::: GIVEN DATA :::
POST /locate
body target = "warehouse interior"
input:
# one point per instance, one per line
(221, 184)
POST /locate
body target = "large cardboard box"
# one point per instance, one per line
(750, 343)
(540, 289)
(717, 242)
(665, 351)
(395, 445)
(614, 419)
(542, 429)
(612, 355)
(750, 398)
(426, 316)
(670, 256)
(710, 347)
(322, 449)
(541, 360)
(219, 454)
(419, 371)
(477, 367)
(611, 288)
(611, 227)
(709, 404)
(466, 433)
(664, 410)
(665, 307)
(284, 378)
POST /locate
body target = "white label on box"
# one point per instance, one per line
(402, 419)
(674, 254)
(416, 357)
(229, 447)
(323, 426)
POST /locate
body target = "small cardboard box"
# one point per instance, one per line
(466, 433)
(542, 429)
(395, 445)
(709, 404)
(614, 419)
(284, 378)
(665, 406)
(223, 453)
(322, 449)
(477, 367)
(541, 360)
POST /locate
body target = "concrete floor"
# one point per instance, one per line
:::
THE PROBLEM:
Write out every record, exactly as written.

THE RESPONSE:
POST /locate
body target = "warehouse interior"
input:
# one point per instance, one per line
(221, 184)
POST /locate
body target = "large cardboard box"
# one point per instance, one per line
(750, 343)
(540, 289)
(717, 242)
(665, 351)
(395, 445)
(614, 419)
(542, 429)
(612, 355)
(750, 398)
(426, 316)
(670, 256)
(710, 347)
(322, 449)
(541, 360)
(219, 454)
(419, 371)
(477, 367)
(611, 288)
(611, 227)
(709, 404)
(466, 433)
(664, 410)
(665, 307)
(284, 378)
POST /locate
body target = "white label on box"
# one point per instance, one per line
(402, 419)
(674, 254)
(416, 357)
(229, 447)
(323, 426)
POST /locate
body target = "small cardboard box"
# one point per instance, one per line
(466, 433)
(542, 429)
(395, 445)
(709, 404)
(614, 419)
(284, 378)
(665, 406)
(223, 453)
(322, 449)
(477, 367)
(541, 360)
POST /locate
body target = "concrete floor"
# one point per instance, one per line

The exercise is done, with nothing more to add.